**Your assignment:**
Transcribe nothing except the lines below that run from the one with "Locate a point on each instance of the palm" to the one with "Locate a point on each instance of the worker in black", ends included, and do not copy any picture.

**Data:**
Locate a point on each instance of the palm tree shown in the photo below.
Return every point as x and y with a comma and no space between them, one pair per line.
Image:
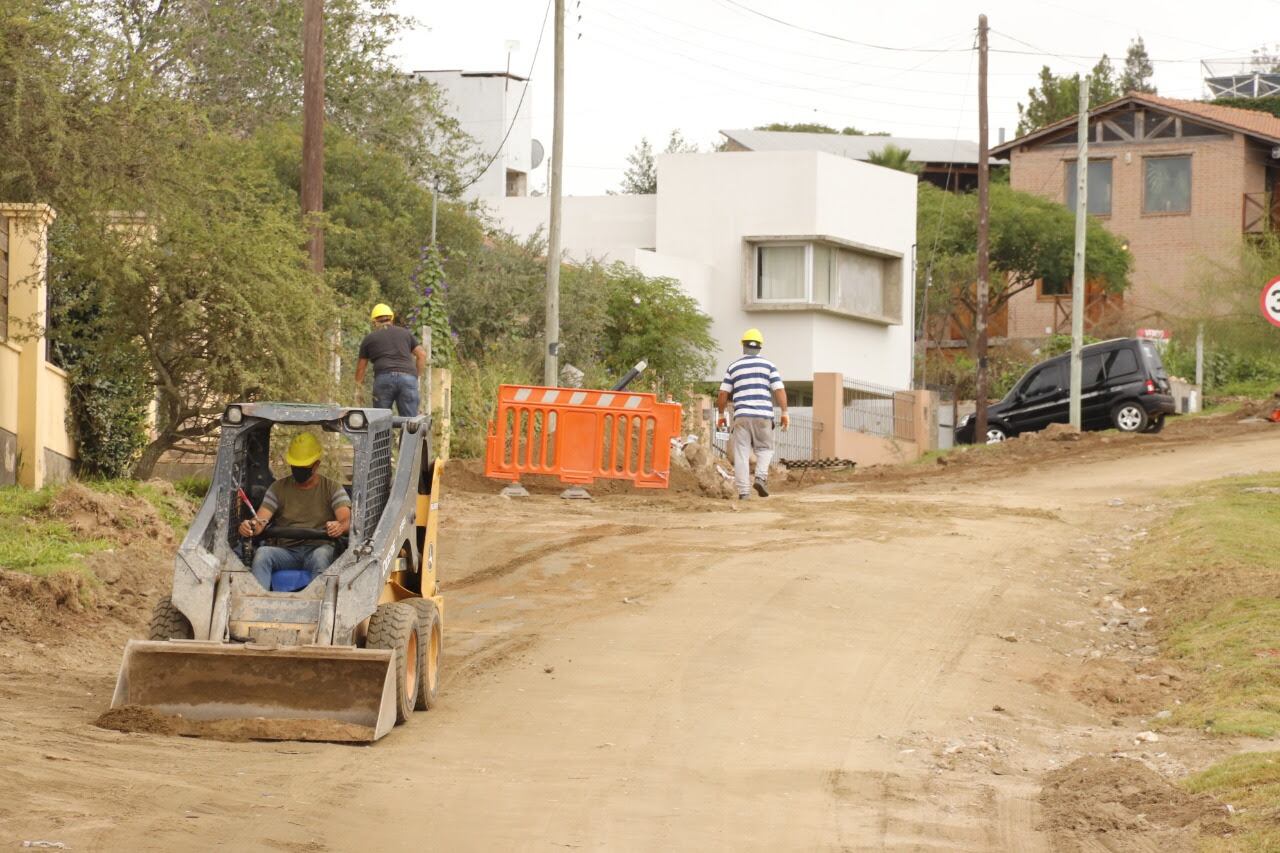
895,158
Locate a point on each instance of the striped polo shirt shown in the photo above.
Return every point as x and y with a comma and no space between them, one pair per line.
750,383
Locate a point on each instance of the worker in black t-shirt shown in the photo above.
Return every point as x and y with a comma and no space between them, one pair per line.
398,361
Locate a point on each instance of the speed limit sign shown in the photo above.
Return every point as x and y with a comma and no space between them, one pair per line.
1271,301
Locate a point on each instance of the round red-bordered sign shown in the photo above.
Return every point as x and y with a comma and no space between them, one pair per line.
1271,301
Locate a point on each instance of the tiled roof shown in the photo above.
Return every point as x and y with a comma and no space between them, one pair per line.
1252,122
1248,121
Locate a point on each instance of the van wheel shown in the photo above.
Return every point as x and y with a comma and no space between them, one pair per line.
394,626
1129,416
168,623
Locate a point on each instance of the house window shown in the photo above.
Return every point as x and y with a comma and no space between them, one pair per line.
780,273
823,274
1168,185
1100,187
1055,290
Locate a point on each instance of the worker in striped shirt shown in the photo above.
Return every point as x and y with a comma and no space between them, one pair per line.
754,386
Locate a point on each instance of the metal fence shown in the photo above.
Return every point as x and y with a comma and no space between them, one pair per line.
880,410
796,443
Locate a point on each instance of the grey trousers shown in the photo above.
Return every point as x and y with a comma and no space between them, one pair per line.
...
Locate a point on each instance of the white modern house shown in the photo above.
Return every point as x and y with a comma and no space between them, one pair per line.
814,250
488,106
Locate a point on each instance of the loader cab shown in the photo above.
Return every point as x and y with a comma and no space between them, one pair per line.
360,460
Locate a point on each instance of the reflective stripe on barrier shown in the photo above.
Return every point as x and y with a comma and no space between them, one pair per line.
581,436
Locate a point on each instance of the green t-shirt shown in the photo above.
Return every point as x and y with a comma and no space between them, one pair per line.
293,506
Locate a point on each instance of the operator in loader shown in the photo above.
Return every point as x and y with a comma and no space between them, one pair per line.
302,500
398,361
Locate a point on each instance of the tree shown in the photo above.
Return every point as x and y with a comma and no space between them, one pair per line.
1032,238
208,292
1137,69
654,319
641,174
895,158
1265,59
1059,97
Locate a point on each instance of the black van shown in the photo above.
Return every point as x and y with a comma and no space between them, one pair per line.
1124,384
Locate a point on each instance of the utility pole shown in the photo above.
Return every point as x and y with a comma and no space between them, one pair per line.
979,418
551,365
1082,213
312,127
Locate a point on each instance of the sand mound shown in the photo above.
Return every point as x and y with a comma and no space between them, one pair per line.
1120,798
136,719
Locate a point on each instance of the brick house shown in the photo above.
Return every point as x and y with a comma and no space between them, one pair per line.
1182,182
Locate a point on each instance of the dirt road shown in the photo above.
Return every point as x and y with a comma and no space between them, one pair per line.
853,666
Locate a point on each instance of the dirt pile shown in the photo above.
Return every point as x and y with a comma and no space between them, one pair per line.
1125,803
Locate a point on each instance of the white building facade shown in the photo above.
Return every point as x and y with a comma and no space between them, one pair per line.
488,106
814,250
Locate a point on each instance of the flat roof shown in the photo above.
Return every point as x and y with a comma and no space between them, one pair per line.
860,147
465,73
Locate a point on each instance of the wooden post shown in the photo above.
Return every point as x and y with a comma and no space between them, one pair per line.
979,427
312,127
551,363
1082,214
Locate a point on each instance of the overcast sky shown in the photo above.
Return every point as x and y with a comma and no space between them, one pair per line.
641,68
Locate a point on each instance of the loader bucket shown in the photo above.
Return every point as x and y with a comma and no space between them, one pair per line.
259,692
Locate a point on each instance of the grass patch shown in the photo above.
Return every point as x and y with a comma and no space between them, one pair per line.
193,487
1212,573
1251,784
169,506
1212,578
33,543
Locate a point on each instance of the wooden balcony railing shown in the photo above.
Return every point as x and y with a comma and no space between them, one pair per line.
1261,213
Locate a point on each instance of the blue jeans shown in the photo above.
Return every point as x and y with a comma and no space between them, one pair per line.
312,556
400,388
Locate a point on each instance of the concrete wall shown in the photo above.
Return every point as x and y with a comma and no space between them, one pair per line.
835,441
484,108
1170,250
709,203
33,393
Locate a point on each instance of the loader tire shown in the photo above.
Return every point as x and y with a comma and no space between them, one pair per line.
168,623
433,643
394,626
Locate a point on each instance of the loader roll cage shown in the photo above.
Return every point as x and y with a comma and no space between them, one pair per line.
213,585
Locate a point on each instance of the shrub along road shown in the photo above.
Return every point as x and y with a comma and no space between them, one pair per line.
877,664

**Result of this exercise:**
Locate a point on each instance of the palm tree shown in the photo below.
Return every point as x and y with a comma and no space between them, one pair per line.
Image:
895,158
Locate a point on each instance of the striped polo shirt shown in the photo above.
Return every point as x and y with a comma and no space between them, one pair per line.
750,383
Locate a point on each instance of the worker in black t-shirt shown in the photo above.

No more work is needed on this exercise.